Aim of the task:
Format all of the rows below as a numbered list, leaving out any blank lines.

*** Opening of The input ***

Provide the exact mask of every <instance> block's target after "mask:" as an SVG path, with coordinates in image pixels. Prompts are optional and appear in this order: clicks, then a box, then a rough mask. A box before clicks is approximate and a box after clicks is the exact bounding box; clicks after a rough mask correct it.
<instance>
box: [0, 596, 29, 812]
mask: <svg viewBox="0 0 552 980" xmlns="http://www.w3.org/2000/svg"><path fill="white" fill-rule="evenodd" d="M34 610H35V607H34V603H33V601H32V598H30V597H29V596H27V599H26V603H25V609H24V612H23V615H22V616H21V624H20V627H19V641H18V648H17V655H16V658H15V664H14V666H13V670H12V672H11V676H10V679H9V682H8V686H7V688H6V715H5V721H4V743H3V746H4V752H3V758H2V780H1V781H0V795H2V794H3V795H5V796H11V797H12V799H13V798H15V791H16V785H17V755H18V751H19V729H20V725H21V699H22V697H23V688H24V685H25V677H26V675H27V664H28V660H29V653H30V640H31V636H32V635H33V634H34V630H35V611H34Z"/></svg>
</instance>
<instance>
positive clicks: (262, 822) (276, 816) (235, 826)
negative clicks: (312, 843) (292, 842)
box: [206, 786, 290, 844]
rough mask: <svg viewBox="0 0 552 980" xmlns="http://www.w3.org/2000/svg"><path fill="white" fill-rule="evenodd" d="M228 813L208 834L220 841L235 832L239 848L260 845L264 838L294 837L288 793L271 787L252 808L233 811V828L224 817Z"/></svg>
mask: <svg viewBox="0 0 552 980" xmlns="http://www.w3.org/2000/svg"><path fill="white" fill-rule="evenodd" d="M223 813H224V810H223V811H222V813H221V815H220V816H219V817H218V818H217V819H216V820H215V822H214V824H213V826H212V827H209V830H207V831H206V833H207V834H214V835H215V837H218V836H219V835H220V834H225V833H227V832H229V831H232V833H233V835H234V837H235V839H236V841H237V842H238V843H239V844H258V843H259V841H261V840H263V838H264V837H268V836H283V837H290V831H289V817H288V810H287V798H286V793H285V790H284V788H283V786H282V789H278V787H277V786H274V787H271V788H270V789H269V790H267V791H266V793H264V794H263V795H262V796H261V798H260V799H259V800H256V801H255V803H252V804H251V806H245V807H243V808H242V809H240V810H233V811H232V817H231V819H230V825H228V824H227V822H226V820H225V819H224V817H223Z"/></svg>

*** Close of The input ***

Output for this task:
1. Provide the exact mask of every <instance> block's target after "mask:" as an SVG path, with coordinates in image pixels. Prompts are optional and appear in this order: clicks, then a box, then a rough mask. A box before clicks is approximate and a box after clicks is the exact bounding box; clicks after a rough mask correct it.
2. <instance>
3. box: [0, 596, 29, 812]
4. mask: <svg viewBox="0 0 552 980" xmlns="http://www.w3.org/2000/svg"><path fill="white" fill-rule="evenodd" d="M34 610H35V607H34V603H33V601H32V598H30V597H29V596H27V599H26V603H25V609H24V612H23V615H22V616H21V624H20V627H19V641H18V648H17V655H16V658H15V664H14V666H13V670H12V672H11V676H10V679H9V682H8V686H7V688H6V715H5V721H4V743H3V746H4V752H3V758H2V780H1V781H0V795H2V794H3V795H5V796H11V797H12V799H13V798H15V791H16V785H17V755H18V751H19V729H20V725H21V699H22V697H23V688H24V685H25V677H26V675H27V664H28V660H29V653H30V640H31V636H32V635H33V634H34V630H35V611H34Z"/></svg>
5. </instance>
6. <instance>
7. positive clicks: (262, 822) (276, 816) (235, 826)
8. negative clicks: (312, 843) (292, 842)
9. box: [206, 786, 290, 844]
10. rough mask: <svg viewBox="0 0 552 980" xmlns="http://www.w3.org/2000/svg"><path fill="white" fill-rule="evenodd" d="M228 813L208 834L220 841L235 832L239 848L260 845L264 838L294 837L288 793L271 787L252 808L233 811V828L224 817Z"/></svg>
11. mask: <svg viewBox="0 0 552 980" xmlns="http://www.w3.org/2000/svg"><path fill="white" fill-rule="evenodd" d="M223 813H224V810H223V811H222V813H221V815H220V816H219V817H218V818H217V819H216V820H215V822H214V824H213V826H212V827H209V830H207V831H206V833H207V834H214V835H215V837H218V836H219V835H220V834H225V833H227V832H229V831H232V833H233V835H234V837H235V839H236V841H237V842H238V843H239V844H258V843H259V841H261V840H263V838H264V837H268V836H283V837H290V831H289V817H288V810H287V798H286V793H285V790H284V788H283V786H282V789H278V787H277V786H274V787H271V788H270V789H269V790H267V791H266V793H264V794H263V795H262V796H261V798H260V799H259V800H256V801H255V803H252V804H251V806H245V807H243V808H242V809H240V810H233V811H232V817H231V819H230V825H228V824H227V822H226V820H225V819H224V817H223Z"/></svg>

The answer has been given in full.